**WORK ORDER**
The required answer is an exact copy of every line from the beginning of the entries through the line with "Target: truck door", with all pictures omitted.

**MATERIAL FOR THIS TASK**
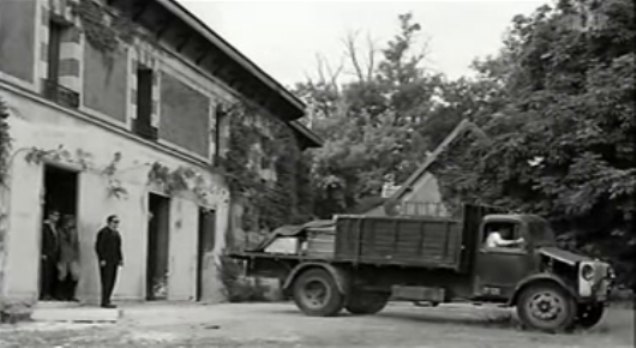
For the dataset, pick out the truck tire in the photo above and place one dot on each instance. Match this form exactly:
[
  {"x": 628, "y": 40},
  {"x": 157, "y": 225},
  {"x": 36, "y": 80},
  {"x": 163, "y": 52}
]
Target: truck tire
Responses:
[
  {"x": 366, "y": 302},
  {"x": 546, "y": 307},
  {"x": 316, "y": 293},
  {"x": 590, "y": 315}
]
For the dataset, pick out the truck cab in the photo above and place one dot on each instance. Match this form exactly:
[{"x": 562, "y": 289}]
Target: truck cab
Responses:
[
  {"x": 534, "y": 274},
  {"x": 499, "y": 268}
]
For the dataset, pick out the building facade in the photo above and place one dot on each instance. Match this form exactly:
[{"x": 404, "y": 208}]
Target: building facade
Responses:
[{"x": 116, "y": 107}]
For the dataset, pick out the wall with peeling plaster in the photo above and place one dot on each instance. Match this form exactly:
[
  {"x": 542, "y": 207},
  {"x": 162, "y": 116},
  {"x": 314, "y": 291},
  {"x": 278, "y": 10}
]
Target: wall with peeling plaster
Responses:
[
  {"x": 45, "y": 126},
  {"x": 17, "y": 38}
]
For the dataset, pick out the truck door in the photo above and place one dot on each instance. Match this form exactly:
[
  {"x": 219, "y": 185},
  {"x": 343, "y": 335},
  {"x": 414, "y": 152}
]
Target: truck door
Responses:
[{"x": 498, "y": 269}]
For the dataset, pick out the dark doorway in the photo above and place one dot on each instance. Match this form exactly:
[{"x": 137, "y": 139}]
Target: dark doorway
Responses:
[
  {"x": 158, "y": 240},
  {"x": 207, "y": 221},
  {"x": 60, "y": 195}
]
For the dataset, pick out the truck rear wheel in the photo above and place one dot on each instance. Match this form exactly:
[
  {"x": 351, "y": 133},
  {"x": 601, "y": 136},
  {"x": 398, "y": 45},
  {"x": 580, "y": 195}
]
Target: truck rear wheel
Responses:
[
  {"x": 366, "y": 302},
  {"x": 590, "y": 315},
  {"x": 546, "y": 307},
  {"x": 316, "y": 293}
]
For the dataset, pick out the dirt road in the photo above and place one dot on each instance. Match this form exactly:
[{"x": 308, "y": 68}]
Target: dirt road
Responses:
[{"x": 282, "y": 325}]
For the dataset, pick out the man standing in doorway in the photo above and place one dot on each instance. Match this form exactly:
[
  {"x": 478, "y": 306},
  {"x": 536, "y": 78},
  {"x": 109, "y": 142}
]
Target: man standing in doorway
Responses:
[
  {"x": 49, "y": 255},
  {"x": 109, "y": 256}
]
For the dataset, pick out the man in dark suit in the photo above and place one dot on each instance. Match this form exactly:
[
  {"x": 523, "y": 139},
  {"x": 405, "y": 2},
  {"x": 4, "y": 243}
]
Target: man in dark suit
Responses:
[
  {"x": 109, "y": 256},
  {"x": 49, "y": 256}
]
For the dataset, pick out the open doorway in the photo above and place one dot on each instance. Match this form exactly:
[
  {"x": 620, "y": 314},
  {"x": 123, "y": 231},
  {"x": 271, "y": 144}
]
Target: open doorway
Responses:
[
  {"x": 158, "y": 241},
  {"x": 60, "y": 206},
  {"x": 207, "y": 221}
]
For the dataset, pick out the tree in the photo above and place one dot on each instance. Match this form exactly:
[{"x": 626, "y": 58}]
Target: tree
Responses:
[
  {"x": 369, "y": 124},
  {"x": 562, "y": 144}
]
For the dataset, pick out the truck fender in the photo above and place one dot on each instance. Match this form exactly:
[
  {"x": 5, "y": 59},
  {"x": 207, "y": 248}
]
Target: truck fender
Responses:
[
  {"x": 340, "y": 276},
  {"x": 537, "y": 278}
]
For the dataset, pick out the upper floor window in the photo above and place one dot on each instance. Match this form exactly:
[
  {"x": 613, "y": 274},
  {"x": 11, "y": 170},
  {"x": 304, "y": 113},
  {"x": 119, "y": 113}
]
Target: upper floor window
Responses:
[
  {"x": 143, "y": 122},
  {"x": 219, "y": 123},
  {"x": 56, "y": 66}
]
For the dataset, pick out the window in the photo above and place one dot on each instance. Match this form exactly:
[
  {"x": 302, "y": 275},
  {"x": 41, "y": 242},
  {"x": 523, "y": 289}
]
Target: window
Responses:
[
  {"x": 51, "y": 87},
  {"x": 143, "y": 123},
  {"x": 53, "y": 59},
  {"x": 501, "y": 235},
  {"x": 218, "y": 126}
]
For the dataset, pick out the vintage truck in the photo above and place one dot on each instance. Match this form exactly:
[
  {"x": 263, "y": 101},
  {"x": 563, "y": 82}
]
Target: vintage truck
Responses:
[{"x": 361, "y": 262}]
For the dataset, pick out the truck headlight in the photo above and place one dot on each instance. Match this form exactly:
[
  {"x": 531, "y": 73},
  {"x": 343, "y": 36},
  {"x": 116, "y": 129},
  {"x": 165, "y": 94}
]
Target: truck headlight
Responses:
[{"x": 587, "y": 272}]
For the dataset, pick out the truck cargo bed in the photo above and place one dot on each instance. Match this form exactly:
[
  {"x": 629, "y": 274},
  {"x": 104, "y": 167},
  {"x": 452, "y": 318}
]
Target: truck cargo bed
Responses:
[{"x": 408, "y": 241}]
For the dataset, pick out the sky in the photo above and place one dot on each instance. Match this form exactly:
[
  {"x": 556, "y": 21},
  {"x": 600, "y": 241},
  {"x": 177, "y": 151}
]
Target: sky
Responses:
[{"x": 284, "y": 38}]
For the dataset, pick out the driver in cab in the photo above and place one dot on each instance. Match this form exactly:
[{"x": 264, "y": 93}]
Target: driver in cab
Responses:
[{"x": 502, "y": 238}]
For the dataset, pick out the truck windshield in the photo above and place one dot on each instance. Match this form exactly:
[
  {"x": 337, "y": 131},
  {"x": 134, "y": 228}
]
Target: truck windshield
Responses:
[{"x": 541, "y": 233}]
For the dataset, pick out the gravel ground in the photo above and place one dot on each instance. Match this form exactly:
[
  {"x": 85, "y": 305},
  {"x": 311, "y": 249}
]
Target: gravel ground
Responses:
[{"x": 282, "y": 325}]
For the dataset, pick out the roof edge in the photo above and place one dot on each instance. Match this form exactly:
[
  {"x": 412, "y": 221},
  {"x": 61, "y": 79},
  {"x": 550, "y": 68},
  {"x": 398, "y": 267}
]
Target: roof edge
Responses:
[
  {"x": 313, "y": 138},
  {"x": 197, "y": 24}
]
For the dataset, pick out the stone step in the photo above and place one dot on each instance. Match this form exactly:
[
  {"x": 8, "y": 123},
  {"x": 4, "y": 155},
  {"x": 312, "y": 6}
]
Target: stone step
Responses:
[
  {"x": 77, "y": 314},
  {"x": 57, "y": 304}
]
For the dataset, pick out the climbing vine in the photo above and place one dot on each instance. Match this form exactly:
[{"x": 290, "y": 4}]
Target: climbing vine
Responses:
[
  {"x": 5, "y": 141},
  {"x": 257, "y": 144},
  {"x": 103, "y": 30}
]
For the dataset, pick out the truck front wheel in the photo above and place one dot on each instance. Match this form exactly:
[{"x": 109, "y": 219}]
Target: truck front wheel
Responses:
[
  {"x": 590, "y": 315},
  {"x": 366, "y": 302},
  {"x": 546, "y": 307},
  {"x": 316, "y": 293}
]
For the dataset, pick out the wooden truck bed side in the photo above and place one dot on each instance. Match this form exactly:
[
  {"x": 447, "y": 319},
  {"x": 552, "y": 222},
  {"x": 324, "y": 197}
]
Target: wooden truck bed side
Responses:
[{"x": 408, "y": 241}]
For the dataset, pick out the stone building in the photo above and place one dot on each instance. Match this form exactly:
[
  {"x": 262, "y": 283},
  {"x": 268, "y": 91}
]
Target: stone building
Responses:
[{"x": 116, "y": 107}]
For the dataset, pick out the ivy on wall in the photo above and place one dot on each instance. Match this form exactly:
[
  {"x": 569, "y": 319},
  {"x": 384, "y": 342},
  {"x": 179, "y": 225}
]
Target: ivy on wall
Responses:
[
  {"x": 102, "y": 30},
  {"x": 5, "y": 141},
  {"x": 267, "y": 204}
]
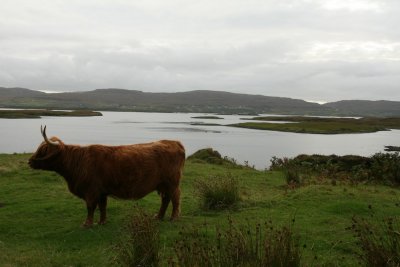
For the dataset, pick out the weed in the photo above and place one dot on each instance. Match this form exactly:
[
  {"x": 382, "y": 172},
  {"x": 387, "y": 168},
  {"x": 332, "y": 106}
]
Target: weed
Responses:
[
  {"x": 218, "y": 192},
  {"x": 379, "y": 240},
  {"x": 238, "y": 246},
  {"x": 139, "y": 245}
]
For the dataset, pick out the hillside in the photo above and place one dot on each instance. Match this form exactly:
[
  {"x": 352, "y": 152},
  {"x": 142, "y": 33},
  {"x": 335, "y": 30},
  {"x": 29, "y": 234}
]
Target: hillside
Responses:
[
  {"x": 381, "y": 108},
  {"x": 192, "y": 101}
]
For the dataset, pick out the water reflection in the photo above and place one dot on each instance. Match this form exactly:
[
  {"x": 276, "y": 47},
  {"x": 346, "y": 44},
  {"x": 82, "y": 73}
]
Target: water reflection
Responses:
[{"x": 255, "y": 146}]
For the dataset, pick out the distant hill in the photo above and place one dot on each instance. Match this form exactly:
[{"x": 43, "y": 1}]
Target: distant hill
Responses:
[
  {"x": 381, "y": 108},
  {"x": 191, "y": 101}
]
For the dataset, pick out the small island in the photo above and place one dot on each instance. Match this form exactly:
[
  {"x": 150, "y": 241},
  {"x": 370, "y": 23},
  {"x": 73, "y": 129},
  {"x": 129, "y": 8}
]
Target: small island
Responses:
[
  {"x": 38, "y": 113},
  {"x": 321, "y": 125},
  {"x": 208, "y": 117}
]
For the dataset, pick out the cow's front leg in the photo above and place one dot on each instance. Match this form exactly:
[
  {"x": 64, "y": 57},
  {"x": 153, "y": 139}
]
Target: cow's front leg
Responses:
[
  {"x": 91, "y": 207},
  {"x": 102, "y": 207}
]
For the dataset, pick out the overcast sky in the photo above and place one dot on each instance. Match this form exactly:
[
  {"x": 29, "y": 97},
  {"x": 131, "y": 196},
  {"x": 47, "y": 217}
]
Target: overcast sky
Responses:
[{"x": 317, "y": 50}]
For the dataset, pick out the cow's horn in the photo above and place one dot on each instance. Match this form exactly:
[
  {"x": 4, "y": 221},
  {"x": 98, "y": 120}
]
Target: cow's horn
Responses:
[{"x": 49, "y": 142}]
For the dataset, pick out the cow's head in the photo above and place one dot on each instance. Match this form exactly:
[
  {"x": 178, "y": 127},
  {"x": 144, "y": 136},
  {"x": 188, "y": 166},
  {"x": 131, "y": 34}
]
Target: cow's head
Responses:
[{"x": 48, "y": 151}]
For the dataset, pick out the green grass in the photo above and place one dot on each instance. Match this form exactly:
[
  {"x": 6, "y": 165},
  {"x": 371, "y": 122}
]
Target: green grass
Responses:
[
  {"x": 316, "y": 125},
  {"x": 36, "y": 113},
  {"x": 40, "y": 220}
]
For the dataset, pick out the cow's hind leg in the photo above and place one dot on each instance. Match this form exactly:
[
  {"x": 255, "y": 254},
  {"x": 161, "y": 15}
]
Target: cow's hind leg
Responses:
[
  {"x": 102, "y": 207},
  {"x": 176, "y": 203},
  {"x": 165, "y": 199},
  {"x": 91, "y": 205}
]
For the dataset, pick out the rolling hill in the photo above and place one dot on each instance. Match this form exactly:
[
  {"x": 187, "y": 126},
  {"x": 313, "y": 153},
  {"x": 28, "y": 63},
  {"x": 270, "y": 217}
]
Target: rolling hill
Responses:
[{"x": 191, "y": 101}]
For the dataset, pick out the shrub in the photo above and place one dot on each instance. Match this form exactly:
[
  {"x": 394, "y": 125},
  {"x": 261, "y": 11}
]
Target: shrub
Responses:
[
  {"x": 139, "y": 245},
  {"x": 218, "y": 192},
  {"x": 292, "y": 176},
  {"x": 207, "y": 155},
  {"x": 379, "y": 240},
  {"x": 385, "y": 167}
]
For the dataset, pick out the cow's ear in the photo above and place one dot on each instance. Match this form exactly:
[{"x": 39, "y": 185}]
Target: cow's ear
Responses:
[{"x": 49, "y": 142}]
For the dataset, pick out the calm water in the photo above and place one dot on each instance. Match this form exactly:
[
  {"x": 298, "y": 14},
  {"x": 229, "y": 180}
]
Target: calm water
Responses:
[{"x": 255, "y": 146}]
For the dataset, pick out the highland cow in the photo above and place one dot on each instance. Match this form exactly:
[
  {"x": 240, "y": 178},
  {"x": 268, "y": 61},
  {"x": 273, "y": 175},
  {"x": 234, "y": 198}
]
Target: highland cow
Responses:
[{"x": 95, "y": 172}]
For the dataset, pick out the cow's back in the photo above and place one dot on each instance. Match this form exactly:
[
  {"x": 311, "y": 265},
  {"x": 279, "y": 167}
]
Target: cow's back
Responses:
[{"x": 133, "y": 171}]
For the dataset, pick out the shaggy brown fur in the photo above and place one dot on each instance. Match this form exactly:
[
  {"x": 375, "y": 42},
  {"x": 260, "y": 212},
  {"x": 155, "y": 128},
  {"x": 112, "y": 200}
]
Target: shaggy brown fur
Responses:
[{"x": 127, "y": 172}]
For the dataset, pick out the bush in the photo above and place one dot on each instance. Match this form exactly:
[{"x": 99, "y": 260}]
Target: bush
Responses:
[
  {"x": 380, "y": 168},
  {"x": 218, "y": 192},
  {"x": 139, "y": 244},
  {"x": 292, "y": 177},
  {"x": 385, "y": 167},
  {"x": 379, "y": 240}
]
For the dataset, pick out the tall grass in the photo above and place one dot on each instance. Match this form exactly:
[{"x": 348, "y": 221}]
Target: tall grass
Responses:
[
  {"x": 378, "y": 240},
  {"x": 139, "y": 245},
  {"x": 259, "y": 245},
  {"x": 218, "y": 192}
]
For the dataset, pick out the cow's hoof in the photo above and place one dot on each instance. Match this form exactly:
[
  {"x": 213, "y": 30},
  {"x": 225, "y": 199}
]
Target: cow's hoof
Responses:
[
  {"x": 158, "y": 217},
  {"x": 87, "y": 224}
]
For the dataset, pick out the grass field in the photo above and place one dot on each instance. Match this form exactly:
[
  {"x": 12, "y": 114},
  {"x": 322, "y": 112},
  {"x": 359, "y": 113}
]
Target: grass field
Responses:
[
  {"x": 40, "y": 220},
  {"x": 317, "y": 125}
]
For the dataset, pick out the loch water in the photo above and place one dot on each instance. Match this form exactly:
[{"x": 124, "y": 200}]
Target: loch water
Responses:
[{"x": 256, "y": 147}]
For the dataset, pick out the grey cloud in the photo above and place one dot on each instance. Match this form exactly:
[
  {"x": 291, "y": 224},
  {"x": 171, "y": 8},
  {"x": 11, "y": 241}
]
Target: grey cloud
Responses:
[{"x": 260, "y": 47}]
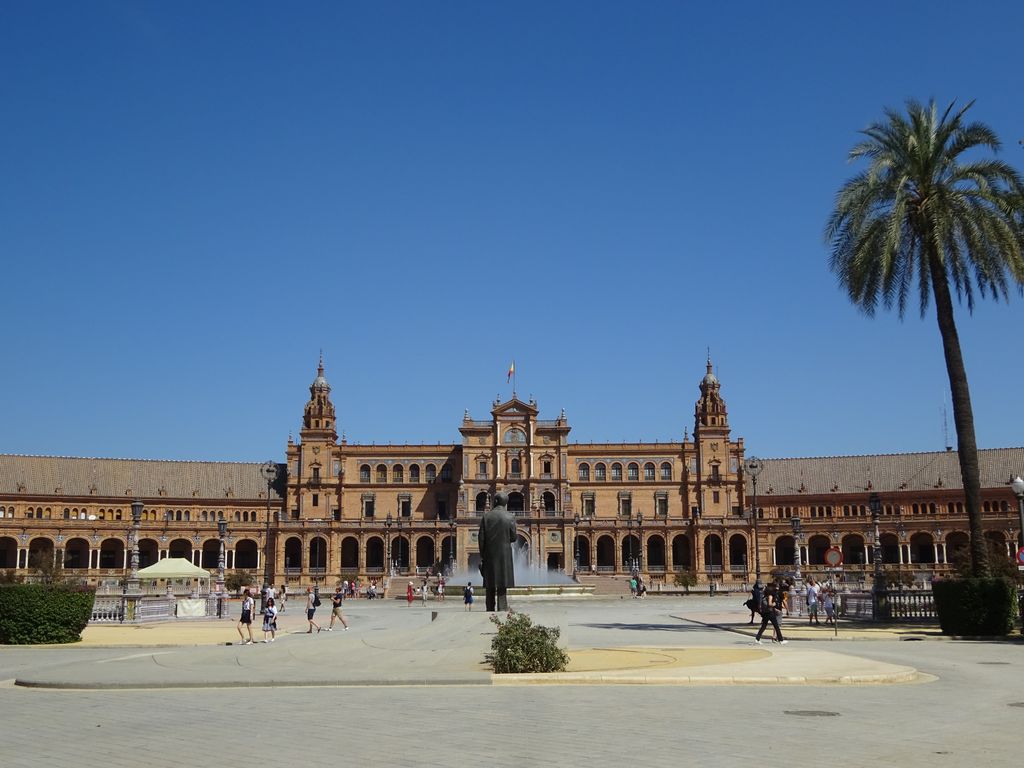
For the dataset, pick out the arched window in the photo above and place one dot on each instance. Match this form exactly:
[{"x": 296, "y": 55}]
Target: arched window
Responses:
[{"x": 515, "y": 436}]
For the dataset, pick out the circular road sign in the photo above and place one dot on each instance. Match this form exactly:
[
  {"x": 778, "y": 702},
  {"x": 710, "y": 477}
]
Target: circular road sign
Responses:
[{"x": 834, "y": 557}]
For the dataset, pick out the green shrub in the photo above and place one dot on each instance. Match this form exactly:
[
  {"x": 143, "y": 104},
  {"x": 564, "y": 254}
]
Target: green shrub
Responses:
[
  {"x": 975, "y": 606},
  {"x": 32, "y": 613},
  {"x": 520, "y": 646},
  {"x": 685, "y": 579}
]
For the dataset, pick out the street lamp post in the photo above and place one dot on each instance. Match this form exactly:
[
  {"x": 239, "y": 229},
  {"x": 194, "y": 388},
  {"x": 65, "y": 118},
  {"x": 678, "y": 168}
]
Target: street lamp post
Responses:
[
  {"x": 754, "y": 468},
  {"x": 629, "y": 543},
  {"x": 451, "y": 546},
  {"x": 269, "y": 472},
  {"x": 398, "y": 558},
  {"x": 798, "y": 536},
  {"x": 640, "y": 547},
  {"x": 1018, "y": 486},
  {"x": 900, "y": 537},
  {"x": 131, "y": 585},
  {"x": 221, "y": 534},
  {"x": 576, "y": 545},
  {"x": 136, "y": 518},
  {"x": 593, "y": 547},
  {"x": 875, "y": 504}
]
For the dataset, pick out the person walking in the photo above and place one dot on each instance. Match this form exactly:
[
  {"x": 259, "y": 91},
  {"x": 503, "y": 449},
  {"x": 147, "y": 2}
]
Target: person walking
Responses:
[
  {"x": 269, "y": 621},
  {"x": 336, "y": 600},
  {"x": 247, "y": 616},
  {"x": 828, "y": 604},
  {"x": 757, "y": 592},
  {"x": 771, "y": 605},
  {"x": 812, "y": 602},
  {"x": 312, "y": 600}
]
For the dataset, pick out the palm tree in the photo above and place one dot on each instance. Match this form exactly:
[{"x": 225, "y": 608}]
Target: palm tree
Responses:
[{"x": 926, "y": 213}]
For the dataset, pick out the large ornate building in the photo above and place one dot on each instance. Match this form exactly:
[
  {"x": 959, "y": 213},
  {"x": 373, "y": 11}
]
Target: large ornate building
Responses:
[{"x": 336, "y": 509}]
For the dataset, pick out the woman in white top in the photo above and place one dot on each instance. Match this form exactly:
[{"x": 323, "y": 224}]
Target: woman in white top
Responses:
[
  {"x": 247, "y": 617},
  {"x": 269, "y": 621}
]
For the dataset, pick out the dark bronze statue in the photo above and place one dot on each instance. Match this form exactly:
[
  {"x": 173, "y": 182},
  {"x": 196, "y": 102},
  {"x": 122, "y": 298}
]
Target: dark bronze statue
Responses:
[{"x": 496, "y": 539}]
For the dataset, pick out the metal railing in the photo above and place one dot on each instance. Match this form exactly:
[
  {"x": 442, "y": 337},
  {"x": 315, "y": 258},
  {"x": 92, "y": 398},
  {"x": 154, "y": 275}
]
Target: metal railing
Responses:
[{"x": 894, "y": 605}]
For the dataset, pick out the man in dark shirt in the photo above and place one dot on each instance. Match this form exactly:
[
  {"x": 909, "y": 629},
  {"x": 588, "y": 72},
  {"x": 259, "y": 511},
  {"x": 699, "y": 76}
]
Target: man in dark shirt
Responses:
[{"x": 496, "y": 536}]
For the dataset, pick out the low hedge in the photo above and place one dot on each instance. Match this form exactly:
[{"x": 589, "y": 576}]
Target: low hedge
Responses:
[
  {"x": 976, "y": 606},
  {"x": 522, "y": 646},
  {"x": 34, "y": 613}
]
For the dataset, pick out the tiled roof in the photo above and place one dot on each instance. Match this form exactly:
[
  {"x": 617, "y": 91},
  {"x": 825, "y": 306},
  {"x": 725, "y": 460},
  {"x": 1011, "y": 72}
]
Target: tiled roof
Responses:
[
  {"x": 49, "y": 475},
  {"x": 885, "y": 473}
]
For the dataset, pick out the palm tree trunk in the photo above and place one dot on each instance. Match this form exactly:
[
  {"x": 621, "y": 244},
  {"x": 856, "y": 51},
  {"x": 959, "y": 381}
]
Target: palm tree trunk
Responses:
[{"x": 967, "y": 444}]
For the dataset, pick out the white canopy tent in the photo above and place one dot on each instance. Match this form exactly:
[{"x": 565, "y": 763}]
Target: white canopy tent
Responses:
[{"x": 174, "y": 567}]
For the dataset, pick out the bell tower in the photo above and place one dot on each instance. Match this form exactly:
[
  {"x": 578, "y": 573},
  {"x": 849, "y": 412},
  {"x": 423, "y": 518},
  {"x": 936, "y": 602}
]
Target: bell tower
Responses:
[
  {"x": 313, "y": 463},
  {"x": 711, "y": 416},
  {"x": 317, "y": 422},
  {"x": 716, "y": 465}
]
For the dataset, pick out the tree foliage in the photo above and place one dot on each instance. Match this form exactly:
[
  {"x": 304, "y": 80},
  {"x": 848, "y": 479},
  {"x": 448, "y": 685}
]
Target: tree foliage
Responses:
[
  {"x": 930, "y": 216},
  {"x": 32, "y": 613}
]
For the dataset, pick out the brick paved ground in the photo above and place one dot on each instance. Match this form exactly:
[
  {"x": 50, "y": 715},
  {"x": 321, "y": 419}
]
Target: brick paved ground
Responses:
[{"x": 962, "y": 719}]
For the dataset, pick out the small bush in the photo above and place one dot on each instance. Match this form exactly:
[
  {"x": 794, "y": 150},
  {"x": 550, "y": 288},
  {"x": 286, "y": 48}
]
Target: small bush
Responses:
[
  {"x": 519, "y": 646},
  {"x": 975, "y": 606},
  {"x": 685, "y": 579},
  {"x": 33, "y": 613}
]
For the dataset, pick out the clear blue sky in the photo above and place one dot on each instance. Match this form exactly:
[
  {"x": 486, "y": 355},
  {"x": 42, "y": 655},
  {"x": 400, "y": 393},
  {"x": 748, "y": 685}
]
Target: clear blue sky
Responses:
[{"x": 196, "y": 198}]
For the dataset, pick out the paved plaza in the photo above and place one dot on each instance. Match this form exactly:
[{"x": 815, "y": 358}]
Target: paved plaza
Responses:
[{"x": 962, "y": 707}]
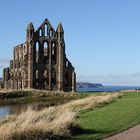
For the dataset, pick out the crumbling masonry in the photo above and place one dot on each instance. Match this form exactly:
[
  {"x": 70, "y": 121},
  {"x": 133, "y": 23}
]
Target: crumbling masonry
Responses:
[{"x": 41, "y": 62}]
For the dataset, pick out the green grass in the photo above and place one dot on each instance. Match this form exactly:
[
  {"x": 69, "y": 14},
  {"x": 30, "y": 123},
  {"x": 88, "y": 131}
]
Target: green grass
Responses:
[
  {"x": 110, "y": 119},
  {"x": 30, "y": 96}
]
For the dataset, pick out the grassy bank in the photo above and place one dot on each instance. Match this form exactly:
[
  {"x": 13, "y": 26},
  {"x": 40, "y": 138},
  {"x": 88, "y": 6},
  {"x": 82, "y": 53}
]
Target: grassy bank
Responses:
[
  {"x": 30, "y": 96},
  {"x": 50, "y": 122},
  {"x": 110, "y": 119}
]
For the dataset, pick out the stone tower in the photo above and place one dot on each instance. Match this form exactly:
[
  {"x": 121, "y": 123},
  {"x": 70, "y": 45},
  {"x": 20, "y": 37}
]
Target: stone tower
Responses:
[{"x": 41, "y": 62}]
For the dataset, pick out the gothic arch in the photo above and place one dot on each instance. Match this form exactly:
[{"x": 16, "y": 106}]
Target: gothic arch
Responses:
[
  {"x": 54, "y": 53},
  {"x": 46, "y": 52},
  {"x": 53, "y": 78},
  {"x": 46, "y": 29},
  {"x": 37, "y": 51}
]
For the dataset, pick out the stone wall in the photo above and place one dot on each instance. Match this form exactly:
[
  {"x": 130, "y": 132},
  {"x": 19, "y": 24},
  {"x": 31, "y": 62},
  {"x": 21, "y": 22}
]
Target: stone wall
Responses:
[{"x": 41, "y": 62}]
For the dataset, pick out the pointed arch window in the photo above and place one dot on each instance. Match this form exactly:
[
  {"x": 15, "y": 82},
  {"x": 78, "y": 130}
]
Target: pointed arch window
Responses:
[
  {"x": 40, "y": 32},
  {"x": 46, "y": 53},
  {"x": 50, "y": 33},
  {"x": 46, "y": 29},
  {"x": 36, "y": 74},
  {"x": 66, "y": 79},
  {"x": 54, "y": 53},
  {"x": 45, "y": 75},
  {"x": 53, "y": 77},
  {"x": 37, "y": 51}
]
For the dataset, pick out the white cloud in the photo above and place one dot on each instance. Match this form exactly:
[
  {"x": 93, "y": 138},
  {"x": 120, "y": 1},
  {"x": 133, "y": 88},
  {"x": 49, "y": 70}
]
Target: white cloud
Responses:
[{"x": 110, "y": 79}]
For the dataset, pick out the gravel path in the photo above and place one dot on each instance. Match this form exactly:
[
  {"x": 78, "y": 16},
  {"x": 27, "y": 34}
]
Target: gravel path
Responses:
[{"x": 130, "y": 134}]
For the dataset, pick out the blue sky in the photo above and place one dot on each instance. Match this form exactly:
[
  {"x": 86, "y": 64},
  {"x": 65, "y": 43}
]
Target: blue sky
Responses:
[{"x": 102, "y": 37}]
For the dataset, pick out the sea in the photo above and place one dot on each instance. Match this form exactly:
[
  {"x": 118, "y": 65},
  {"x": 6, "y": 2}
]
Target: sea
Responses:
[{"x": 108, "y": 89}]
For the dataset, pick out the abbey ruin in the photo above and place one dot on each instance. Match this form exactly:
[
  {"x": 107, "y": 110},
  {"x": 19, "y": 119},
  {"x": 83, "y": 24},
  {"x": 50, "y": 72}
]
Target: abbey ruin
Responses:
[{"x": 41, "y": 62}]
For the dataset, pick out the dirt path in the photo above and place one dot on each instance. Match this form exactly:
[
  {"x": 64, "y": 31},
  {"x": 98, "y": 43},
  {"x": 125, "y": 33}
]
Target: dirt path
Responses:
[{"x": 130, "y": 134}]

**RESPONSE BOX**
For the dataset, pick out the truck tire in the photo above and place one dot on each instance. Match this form exactly:
[
  {"x": 628, "y": 40},
  {"x": 157, "y": 225},
  {"x": 36, "y": 80},
  {"x": 163, "y": 52}
]
Target: truck tire
Responses:
[
  {"x": 366, "y": 302},
  {"x": 546, "y": 307},
  {"x": 316, "y": 293},
  {"x": 590, "y": 315}
]
For the dataset, pick out the truck cab in the photo above and place one dot on each instance. Match this form exactly:
[{"x": 562, "y": 289}]
Target: truck cab
Responses:
[
  {"x": 534, "y": 274},
  {"x": 499, "y": 268}
]
For the dataset, pick out the building facade in the photo above and place one dot on each instance. Match this form exactly:
[{"x": 404, "y": 208}]
Target: building facade
Responses:
[{"x": 116, "y": 107}]
For the dataset, pick out the wall with peeling plaster in the photo above and place one dot on each instance. Match this form exactly:
[
  {"x": 542, "y": 207},
  {"x": 162, "y": 116},
  {"x": 314, "y": 291},
  {"x": 278, "y": 10}
]
Target: wall with peeling plaster
Responses:
[
  {"x": 45, "y": 126},
  {"x": 17, "y": 38}
]
For the dataset, pick out the truck door in the photo above and place one dot on each instance. Match this form exactly:
[
  {"x": 219, "y": 185},
  {"x": 343, "y": 335},
  {"x": 414, "y": 152}
]
Target: truck door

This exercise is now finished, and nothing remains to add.